**Given task**
Report each line in the records below that contains the word "horse", copying every such line in full.

**Records shown**
☆ ☆ ☆ ☆ ☆ ☆ ☆

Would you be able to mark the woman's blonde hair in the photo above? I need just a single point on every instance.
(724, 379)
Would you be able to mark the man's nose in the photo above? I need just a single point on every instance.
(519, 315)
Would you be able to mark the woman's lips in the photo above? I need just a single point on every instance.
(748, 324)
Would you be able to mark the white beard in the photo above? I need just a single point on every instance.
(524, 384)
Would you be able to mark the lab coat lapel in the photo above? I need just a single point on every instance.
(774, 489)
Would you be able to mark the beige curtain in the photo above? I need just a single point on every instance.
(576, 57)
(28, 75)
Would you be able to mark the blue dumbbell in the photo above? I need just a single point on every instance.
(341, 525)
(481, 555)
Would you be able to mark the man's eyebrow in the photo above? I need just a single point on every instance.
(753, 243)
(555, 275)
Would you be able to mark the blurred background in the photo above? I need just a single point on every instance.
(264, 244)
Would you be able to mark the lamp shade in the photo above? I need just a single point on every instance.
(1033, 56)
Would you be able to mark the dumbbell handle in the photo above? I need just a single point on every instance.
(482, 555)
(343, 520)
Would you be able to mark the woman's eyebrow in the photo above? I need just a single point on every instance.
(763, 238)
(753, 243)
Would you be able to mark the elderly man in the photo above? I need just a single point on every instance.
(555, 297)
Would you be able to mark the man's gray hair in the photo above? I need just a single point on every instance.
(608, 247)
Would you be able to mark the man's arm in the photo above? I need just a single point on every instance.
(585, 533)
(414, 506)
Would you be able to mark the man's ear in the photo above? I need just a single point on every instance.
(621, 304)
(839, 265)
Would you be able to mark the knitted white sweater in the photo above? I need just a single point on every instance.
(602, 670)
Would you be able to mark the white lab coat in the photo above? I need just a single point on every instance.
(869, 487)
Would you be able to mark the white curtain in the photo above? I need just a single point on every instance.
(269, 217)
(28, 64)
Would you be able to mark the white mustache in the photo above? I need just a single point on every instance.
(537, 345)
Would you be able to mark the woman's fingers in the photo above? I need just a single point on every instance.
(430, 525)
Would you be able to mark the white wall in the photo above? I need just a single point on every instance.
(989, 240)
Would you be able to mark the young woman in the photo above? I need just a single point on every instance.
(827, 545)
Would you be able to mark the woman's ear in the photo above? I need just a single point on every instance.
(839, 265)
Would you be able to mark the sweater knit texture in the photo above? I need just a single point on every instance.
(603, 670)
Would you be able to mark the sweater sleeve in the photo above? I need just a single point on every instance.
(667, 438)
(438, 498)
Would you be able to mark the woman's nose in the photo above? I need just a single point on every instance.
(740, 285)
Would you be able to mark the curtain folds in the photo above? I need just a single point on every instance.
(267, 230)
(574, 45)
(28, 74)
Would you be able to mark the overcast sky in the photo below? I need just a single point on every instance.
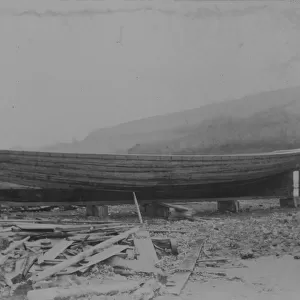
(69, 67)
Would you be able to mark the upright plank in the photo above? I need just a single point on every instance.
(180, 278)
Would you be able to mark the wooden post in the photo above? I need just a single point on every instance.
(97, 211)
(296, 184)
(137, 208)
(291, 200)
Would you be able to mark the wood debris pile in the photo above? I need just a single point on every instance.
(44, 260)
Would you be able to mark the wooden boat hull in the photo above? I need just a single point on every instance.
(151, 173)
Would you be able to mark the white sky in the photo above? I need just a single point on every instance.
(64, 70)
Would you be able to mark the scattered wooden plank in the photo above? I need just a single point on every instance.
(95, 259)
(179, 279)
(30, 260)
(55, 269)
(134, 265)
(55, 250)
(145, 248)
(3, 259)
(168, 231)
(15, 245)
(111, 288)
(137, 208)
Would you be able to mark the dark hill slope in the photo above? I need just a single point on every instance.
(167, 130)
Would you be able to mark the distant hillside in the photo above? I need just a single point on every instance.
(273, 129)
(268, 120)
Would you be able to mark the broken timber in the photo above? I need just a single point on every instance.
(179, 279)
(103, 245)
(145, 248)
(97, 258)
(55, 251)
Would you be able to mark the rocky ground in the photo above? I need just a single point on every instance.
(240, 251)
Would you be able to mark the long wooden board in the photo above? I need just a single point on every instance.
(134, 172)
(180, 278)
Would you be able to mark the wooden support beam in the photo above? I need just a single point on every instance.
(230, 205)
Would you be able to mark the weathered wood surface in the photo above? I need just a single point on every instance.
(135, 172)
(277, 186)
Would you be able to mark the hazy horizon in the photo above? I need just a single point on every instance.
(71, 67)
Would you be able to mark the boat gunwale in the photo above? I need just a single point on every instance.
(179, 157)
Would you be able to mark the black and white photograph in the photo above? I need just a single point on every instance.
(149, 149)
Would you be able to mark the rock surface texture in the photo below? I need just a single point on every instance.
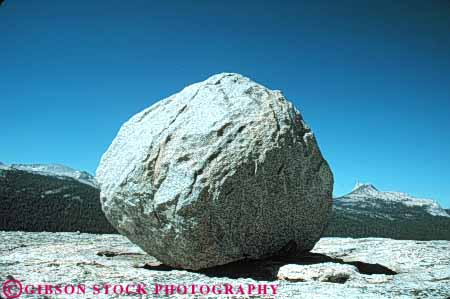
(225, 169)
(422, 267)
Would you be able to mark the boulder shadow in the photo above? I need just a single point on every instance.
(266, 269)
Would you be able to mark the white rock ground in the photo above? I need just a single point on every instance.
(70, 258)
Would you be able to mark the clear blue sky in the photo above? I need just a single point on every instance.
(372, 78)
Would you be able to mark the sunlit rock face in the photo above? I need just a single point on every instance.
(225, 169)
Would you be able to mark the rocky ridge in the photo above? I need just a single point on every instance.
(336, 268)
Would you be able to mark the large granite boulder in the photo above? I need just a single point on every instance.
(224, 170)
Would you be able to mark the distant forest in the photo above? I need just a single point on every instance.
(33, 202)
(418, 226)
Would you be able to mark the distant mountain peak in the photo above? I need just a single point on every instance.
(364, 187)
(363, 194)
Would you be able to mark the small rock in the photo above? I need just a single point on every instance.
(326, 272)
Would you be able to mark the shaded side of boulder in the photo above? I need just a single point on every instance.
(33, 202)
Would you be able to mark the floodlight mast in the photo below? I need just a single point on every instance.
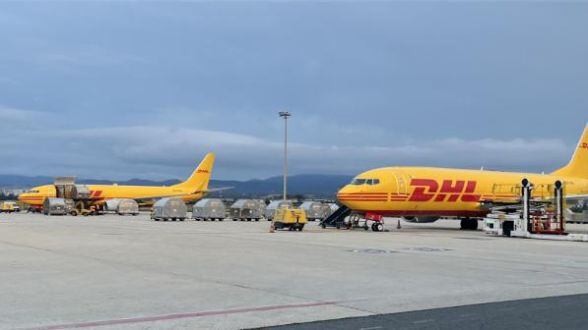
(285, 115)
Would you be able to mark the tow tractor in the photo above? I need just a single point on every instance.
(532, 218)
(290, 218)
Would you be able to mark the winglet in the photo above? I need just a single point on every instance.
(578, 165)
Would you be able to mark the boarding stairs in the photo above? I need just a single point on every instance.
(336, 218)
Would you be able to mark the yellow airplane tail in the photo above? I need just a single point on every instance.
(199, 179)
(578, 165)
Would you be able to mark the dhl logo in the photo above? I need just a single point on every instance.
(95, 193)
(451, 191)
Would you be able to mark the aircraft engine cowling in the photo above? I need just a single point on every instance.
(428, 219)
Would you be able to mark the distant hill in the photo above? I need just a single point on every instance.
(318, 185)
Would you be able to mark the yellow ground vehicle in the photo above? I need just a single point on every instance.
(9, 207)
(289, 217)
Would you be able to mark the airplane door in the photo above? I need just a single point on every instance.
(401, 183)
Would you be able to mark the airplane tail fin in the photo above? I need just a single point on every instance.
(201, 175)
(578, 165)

☆ ☆ ☆ ☆ ☆ ☆ ☆

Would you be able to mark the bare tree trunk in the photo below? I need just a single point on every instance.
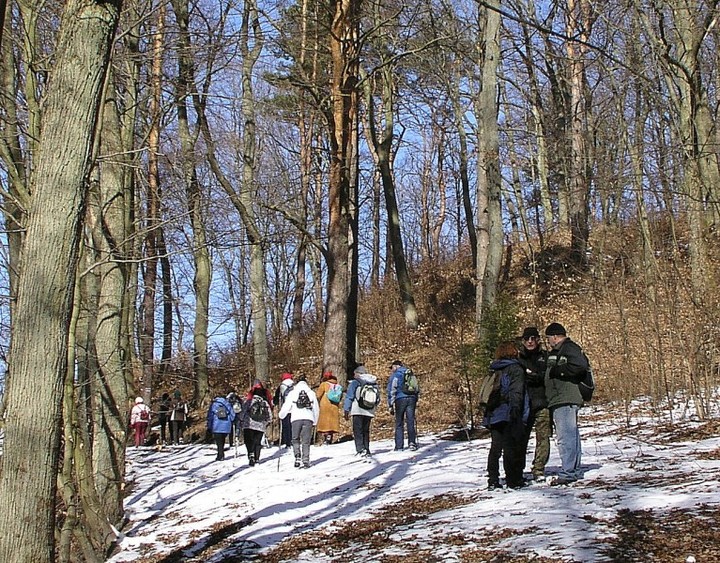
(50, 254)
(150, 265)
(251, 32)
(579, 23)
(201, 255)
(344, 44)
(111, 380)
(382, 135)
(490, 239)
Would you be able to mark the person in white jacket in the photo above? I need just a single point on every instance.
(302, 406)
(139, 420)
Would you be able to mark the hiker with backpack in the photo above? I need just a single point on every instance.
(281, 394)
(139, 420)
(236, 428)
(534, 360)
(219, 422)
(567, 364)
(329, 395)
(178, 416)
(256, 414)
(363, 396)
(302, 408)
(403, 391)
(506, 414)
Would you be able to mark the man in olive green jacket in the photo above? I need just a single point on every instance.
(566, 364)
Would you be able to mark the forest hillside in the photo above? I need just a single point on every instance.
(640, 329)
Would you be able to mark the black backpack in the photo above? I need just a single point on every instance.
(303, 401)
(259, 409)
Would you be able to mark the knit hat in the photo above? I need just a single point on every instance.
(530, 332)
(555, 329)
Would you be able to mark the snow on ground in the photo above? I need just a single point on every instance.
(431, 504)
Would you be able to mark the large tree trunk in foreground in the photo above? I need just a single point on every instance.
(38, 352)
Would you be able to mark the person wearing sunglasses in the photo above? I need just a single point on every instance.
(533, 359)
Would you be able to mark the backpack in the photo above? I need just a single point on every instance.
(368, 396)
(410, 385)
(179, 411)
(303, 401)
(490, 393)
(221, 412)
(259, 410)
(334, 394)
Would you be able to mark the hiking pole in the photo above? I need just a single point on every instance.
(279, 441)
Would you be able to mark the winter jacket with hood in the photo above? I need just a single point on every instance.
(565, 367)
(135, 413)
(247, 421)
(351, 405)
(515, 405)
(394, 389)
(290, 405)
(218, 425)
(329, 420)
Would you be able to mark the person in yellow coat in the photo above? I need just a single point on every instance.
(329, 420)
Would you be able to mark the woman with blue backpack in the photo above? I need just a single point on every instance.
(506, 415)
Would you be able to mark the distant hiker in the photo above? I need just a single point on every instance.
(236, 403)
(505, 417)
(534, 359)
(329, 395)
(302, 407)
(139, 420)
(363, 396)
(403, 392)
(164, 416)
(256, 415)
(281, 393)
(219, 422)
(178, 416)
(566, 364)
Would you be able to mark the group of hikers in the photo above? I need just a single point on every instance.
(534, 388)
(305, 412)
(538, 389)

☆ ☆ ☆ ☆ ☆ ☆ ☆

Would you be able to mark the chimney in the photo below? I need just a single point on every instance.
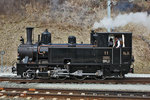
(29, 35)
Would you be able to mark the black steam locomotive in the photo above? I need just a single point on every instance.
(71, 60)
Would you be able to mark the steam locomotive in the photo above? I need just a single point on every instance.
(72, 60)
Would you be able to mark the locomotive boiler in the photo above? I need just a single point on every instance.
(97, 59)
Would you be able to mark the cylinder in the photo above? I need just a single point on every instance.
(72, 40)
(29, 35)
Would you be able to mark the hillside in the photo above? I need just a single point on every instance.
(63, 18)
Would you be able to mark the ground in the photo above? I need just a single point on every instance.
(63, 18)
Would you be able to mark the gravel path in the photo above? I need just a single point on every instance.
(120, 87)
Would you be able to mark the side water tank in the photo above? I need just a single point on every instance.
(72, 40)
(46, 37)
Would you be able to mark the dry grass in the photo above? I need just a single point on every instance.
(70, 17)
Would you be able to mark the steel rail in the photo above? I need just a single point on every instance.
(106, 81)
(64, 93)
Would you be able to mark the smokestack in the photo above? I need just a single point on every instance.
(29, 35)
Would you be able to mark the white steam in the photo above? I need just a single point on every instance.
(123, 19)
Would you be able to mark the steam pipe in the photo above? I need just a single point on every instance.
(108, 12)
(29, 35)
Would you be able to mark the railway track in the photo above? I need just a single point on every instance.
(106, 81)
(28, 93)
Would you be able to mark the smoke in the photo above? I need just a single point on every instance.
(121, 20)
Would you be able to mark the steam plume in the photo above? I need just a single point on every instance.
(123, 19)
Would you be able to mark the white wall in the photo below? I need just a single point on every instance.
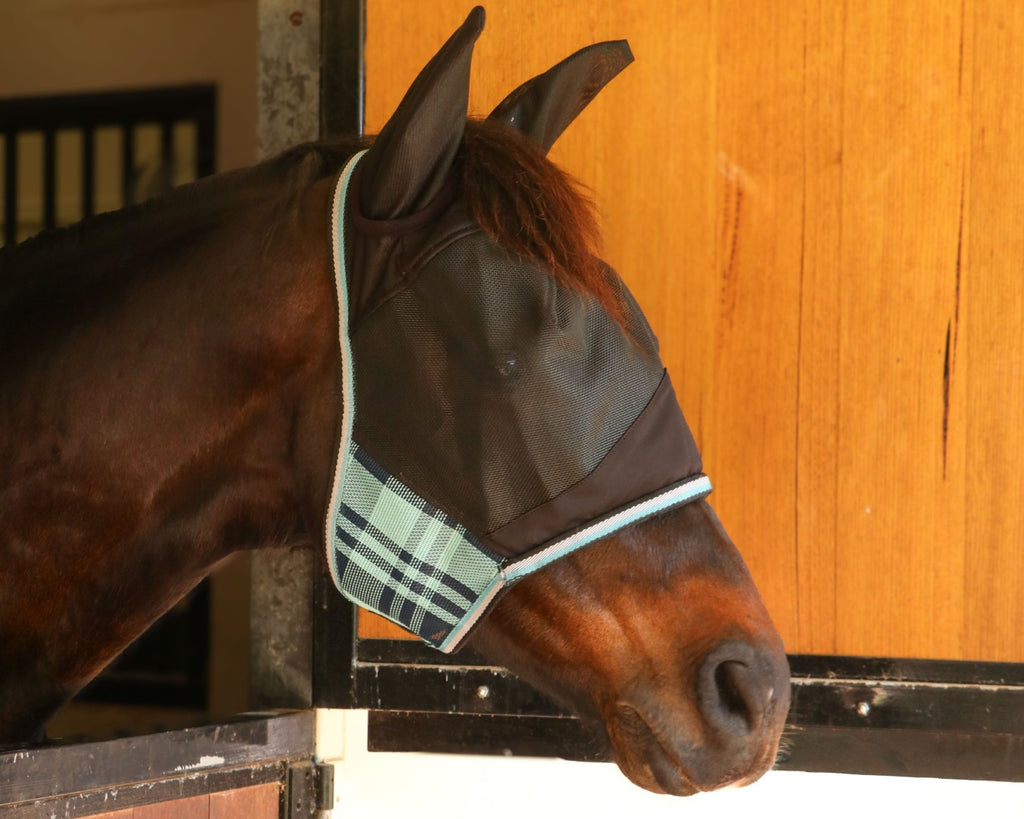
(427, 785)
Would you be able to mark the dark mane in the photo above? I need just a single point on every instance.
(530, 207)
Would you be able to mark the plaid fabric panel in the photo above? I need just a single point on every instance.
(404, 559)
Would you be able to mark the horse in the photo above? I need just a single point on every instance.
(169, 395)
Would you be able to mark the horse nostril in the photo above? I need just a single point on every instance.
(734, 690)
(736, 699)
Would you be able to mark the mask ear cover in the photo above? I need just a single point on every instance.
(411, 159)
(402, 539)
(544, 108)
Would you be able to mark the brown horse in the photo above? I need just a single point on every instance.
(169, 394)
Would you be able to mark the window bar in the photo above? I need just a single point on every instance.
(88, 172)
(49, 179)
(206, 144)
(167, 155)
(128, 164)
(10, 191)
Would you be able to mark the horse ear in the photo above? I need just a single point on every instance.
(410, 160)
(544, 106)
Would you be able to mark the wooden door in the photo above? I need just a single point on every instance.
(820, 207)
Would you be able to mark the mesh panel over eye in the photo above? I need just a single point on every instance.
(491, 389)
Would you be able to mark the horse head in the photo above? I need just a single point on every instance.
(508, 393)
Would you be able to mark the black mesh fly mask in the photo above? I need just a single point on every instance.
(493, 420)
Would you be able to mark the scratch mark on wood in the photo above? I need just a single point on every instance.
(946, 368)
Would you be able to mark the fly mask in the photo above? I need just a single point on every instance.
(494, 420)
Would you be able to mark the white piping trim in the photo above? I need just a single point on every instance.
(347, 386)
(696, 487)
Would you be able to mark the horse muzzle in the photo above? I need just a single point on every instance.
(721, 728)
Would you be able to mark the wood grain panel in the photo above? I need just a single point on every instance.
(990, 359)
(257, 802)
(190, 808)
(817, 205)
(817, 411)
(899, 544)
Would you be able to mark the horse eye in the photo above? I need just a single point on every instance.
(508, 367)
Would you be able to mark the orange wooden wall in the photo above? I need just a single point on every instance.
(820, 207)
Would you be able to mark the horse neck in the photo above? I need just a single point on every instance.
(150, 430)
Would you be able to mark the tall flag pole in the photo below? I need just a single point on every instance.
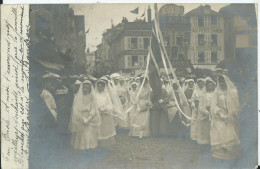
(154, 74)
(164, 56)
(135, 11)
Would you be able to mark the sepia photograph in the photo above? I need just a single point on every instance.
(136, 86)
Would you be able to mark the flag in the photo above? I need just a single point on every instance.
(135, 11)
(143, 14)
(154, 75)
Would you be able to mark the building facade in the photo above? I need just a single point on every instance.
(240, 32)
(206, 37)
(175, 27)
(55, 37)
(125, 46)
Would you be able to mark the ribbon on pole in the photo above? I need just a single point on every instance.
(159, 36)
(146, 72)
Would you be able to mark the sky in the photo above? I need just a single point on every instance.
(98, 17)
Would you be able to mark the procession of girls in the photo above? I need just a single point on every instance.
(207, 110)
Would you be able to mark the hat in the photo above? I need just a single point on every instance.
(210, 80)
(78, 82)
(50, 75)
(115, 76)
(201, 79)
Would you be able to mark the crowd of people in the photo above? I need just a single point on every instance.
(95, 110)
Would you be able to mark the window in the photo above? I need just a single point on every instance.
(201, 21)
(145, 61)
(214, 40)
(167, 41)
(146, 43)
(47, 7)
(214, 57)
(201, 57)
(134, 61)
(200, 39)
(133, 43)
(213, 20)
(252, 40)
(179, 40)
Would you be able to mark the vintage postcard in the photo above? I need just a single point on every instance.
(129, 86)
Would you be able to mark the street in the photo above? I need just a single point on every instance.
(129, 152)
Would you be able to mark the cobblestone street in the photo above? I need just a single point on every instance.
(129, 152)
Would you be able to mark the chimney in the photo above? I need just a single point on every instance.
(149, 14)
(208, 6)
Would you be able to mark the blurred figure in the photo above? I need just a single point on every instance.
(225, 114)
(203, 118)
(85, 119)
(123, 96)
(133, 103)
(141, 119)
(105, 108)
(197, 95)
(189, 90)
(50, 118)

☆ ☆ ☆ ☆ ☆ ☆ ☆

**Response**
Would you be able to mark the horse in the photo above? I need just a single point on every instance.
Would you be able to mark the horse nostril in the photo above? I need just a single point on every instance.
Would you be able to mark the brown horse in the photo above? I need just a single point on every instance.
Would you be able to mark the horse ear in the photo above? I need just a single point on every instance.
Would you be able to mark the horse head in the photo above? I need just a single point on every instance.
Would you be able to mark the horse muzzle in the photo above? I need just a single point on every instance.
Would you be able to mark the horse eye in the photo above? I need just a single point on every instance.
Would you be able to mark the horse neck in the photo above? I need just a single point on every instance.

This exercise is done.